(Pointing listing)
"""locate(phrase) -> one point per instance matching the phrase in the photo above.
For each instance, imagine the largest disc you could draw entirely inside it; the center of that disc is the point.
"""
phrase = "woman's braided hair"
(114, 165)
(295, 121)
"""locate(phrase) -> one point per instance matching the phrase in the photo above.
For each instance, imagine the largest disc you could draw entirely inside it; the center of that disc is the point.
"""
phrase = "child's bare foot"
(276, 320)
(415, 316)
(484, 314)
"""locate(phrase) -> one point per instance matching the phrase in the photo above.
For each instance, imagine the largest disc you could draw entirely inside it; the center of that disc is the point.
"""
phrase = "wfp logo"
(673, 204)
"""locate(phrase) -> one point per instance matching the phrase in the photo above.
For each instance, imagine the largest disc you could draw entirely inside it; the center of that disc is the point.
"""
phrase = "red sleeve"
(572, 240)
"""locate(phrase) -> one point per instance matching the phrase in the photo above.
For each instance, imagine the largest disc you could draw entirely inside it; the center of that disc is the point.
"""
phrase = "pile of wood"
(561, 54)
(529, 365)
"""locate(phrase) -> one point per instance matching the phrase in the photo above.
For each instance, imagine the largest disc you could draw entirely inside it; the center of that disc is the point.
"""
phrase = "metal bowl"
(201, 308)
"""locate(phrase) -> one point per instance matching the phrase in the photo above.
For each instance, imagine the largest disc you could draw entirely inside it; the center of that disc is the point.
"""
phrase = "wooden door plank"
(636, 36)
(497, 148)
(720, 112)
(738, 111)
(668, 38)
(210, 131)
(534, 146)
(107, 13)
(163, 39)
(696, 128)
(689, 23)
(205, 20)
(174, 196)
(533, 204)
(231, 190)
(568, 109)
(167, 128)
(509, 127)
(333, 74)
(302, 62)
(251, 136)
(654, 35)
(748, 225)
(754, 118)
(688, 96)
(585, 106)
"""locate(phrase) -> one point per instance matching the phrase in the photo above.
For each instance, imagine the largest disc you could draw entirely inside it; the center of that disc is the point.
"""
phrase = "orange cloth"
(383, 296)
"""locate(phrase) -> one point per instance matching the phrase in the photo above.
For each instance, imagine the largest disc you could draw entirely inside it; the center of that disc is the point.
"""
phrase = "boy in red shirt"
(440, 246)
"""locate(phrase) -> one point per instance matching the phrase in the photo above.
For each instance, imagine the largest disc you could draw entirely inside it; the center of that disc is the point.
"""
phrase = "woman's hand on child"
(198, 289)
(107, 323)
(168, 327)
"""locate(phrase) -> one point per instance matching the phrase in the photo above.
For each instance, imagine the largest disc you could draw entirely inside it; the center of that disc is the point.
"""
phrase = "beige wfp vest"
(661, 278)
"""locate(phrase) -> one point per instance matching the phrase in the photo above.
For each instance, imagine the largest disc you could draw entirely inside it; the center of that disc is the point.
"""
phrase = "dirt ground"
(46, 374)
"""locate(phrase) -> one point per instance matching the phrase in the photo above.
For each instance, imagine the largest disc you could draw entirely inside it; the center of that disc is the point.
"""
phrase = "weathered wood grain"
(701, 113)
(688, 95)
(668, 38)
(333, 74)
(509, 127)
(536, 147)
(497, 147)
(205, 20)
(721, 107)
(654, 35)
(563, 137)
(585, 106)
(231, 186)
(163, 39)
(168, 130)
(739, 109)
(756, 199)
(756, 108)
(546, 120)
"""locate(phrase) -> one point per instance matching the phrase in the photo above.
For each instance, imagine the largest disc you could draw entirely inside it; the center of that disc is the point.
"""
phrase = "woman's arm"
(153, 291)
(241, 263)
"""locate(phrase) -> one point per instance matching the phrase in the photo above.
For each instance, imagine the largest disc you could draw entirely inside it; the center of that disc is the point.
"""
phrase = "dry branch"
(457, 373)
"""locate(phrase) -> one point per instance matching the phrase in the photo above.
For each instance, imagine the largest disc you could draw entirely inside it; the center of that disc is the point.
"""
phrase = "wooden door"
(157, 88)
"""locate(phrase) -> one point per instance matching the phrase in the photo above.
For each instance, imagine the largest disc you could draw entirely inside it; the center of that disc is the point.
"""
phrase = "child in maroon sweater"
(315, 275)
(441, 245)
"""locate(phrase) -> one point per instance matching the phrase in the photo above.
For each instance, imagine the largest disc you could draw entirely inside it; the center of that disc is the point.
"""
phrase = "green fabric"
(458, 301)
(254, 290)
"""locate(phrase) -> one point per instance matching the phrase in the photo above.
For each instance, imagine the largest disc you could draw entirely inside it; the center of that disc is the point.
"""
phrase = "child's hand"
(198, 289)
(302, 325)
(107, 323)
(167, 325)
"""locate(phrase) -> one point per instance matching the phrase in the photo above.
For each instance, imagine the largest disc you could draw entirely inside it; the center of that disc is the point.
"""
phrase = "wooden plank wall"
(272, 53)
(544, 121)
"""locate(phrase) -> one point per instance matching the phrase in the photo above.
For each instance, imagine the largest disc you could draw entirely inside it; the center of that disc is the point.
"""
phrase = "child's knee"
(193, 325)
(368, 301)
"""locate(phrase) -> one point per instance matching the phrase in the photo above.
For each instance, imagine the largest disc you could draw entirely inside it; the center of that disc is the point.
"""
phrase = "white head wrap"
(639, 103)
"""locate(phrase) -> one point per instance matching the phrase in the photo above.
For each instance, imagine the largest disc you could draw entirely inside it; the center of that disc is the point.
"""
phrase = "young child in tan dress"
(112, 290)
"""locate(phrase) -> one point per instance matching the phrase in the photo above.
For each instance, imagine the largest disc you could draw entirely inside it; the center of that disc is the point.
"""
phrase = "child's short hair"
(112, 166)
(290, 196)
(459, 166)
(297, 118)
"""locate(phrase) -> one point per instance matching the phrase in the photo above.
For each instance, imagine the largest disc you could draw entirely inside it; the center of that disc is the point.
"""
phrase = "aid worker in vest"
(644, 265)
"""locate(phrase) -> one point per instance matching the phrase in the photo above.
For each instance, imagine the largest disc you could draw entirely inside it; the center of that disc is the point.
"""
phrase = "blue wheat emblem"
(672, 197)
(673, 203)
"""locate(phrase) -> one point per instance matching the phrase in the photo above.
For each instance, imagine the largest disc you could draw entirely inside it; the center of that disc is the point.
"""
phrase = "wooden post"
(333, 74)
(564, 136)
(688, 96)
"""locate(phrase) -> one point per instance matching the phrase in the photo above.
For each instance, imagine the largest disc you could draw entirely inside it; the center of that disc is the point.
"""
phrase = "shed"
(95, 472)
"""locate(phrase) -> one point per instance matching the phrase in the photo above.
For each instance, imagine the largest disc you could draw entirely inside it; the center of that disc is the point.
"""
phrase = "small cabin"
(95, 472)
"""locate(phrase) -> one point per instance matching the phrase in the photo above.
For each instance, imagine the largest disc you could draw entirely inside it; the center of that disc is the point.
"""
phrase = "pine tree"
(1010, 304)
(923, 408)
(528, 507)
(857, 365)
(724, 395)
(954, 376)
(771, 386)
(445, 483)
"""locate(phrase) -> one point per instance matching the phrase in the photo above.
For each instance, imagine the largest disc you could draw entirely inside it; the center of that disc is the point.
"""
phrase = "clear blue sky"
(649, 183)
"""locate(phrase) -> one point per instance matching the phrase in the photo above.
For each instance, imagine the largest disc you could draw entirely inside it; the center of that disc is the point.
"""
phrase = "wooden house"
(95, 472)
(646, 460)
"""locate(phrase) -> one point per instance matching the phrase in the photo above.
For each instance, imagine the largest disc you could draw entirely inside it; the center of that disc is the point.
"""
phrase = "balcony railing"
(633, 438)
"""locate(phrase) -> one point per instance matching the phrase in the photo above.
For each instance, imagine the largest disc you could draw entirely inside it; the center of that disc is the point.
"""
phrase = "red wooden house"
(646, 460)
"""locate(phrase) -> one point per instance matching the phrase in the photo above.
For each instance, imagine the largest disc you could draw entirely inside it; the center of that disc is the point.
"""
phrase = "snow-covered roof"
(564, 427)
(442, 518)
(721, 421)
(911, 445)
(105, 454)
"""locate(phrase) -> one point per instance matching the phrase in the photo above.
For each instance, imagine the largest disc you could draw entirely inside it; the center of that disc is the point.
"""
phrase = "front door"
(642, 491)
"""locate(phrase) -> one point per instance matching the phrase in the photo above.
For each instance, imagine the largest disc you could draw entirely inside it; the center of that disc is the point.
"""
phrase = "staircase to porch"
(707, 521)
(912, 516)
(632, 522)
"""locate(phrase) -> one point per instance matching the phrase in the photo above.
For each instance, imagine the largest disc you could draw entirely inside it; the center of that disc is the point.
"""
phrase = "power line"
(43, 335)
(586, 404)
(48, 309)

GIVEN INSTRUCTION →
Count the lines in the listing above that contain the string "hair", matching case exactly. Reply with the number alone.

EXPECTED ANSWER →
2